Required work: Among the entries that follow, some lines contain the word "plank". Show all of them.

Provided data:
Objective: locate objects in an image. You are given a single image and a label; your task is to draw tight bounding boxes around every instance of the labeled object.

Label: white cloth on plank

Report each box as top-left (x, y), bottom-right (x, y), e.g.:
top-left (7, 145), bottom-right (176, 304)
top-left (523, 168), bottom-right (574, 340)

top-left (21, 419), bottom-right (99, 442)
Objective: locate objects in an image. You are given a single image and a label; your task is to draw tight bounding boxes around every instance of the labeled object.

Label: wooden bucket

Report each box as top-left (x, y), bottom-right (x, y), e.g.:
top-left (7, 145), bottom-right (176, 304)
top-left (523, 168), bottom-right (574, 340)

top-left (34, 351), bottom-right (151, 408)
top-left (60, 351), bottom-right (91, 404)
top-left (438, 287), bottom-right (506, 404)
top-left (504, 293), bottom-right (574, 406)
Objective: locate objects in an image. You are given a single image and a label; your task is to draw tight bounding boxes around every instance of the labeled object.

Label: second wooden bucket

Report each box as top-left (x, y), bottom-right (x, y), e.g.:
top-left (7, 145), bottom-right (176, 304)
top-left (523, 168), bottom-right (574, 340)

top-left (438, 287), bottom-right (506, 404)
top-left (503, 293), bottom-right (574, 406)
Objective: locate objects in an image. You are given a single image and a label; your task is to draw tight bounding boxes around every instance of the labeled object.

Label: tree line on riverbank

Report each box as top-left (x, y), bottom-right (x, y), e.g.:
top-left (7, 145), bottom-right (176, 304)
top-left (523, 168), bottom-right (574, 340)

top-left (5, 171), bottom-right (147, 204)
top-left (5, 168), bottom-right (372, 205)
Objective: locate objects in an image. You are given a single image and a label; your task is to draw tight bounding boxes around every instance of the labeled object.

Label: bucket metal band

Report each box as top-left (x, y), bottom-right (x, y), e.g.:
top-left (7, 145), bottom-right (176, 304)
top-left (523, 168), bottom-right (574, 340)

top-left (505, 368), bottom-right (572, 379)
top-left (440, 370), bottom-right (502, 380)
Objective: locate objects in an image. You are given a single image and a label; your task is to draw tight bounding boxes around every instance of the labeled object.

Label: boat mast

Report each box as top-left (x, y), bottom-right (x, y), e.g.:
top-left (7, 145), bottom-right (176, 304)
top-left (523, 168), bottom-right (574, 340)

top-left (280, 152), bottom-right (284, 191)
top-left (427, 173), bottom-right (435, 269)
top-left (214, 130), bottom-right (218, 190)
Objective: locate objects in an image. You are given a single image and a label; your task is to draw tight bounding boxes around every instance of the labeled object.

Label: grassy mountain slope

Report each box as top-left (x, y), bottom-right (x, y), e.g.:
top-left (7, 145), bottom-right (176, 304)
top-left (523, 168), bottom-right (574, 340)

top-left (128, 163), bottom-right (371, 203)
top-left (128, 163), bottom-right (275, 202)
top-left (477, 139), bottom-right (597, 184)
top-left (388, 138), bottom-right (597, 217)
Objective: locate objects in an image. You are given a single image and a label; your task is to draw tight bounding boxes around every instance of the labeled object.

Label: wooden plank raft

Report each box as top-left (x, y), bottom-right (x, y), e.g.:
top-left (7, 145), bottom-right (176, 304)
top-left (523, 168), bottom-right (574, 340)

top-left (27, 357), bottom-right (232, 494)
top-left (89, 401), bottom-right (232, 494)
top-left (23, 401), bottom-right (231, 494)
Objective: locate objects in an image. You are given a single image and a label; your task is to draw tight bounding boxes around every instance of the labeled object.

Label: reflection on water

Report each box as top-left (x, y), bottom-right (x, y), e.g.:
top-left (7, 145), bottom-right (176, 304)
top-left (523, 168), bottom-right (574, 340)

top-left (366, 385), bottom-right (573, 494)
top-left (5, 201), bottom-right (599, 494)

Final answer:
Label: white cloth on plank
Label: wooden plank raft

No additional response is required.